* **Input**
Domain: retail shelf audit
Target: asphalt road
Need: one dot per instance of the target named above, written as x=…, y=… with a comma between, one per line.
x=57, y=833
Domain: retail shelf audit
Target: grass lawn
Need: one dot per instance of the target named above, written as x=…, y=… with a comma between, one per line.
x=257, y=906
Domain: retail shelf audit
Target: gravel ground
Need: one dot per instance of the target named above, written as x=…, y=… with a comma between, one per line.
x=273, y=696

==

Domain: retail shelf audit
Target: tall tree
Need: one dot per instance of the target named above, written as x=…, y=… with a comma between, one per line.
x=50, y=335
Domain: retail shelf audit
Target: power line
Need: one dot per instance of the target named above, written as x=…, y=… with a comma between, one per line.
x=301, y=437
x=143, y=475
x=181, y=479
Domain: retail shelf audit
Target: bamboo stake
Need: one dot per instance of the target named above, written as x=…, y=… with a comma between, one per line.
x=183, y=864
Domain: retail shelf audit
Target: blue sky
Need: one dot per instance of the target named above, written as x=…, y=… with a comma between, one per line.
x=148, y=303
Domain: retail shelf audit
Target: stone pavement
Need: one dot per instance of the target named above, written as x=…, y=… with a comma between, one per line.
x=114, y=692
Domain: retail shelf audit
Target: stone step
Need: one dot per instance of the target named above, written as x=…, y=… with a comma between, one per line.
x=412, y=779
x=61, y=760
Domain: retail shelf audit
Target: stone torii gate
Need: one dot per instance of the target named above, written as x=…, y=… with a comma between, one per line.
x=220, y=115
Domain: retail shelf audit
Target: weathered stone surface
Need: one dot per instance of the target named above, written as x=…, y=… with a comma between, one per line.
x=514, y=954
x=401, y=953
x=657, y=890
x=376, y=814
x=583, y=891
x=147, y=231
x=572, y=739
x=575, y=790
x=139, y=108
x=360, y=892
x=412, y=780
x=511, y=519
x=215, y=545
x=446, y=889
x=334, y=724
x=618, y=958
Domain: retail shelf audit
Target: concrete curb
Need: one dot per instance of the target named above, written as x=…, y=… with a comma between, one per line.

==

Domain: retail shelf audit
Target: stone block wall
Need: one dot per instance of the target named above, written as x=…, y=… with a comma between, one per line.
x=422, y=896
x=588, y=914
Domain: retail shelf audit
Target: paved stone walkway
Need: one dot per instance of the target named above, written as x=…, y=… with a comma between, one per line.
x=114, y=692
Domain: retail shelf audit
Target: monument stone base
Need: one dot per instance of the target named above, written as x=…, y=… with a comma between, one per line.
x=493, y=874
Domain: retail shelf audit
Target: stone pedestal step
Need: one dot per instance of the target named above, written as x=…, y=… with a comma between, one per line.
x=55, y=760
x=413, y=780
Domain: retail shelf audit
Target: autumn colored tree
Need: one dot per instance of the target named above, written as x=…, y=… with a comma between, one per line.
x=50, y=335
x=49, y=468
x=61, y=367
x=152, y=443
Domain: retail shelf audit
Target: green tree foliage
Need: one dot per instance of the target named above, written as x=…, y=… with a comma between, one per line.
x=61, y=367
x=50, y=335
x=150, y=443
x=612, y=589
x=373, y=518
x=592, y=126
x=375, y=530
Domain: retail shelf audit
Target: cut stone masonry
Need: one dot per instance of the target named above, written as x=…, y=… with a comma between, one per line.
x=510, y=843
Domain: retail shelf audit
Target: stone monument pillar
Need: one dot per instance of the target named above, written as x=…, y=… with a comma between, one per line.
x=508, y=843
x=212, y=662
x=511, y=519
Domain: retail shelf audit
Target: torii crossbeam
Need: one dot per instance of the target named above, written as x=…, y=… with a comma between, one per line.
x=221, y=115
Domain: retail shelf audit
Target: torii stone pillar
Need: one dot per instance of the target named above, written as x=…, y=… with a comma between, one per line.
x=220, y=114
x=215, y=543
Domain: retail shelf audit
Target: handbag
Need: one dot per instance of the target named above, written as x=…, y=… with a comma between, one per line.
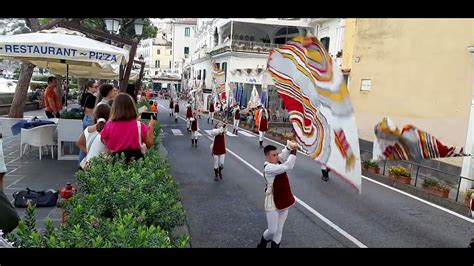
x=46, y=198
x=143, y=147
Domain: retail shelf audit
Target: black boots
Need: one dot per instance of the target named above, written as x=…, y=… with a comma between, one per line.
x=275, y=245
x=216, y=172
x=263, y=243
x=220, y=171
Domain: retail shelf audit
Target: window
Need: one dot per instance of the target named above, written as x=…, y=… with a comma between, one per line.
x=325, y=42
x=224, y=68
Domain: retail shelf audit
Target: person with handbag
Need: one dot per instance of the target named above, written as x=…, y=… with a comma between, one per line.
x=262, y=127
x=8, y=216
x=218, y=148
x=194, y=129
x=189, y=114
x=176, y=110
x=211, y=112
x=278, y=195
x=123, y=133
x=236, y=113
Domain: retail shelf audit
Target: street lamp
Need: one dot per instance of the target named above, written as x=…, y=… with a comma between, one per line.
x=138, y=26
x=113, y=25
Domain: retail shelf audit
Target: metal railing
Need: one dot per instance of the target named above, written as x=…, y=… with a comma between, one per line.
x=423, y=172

* **Exercise directions**
Look through the material above and pick out each line holding the word "monument".

* **Answer to this problem**
Target: monument stone base
Target: stone monument pillar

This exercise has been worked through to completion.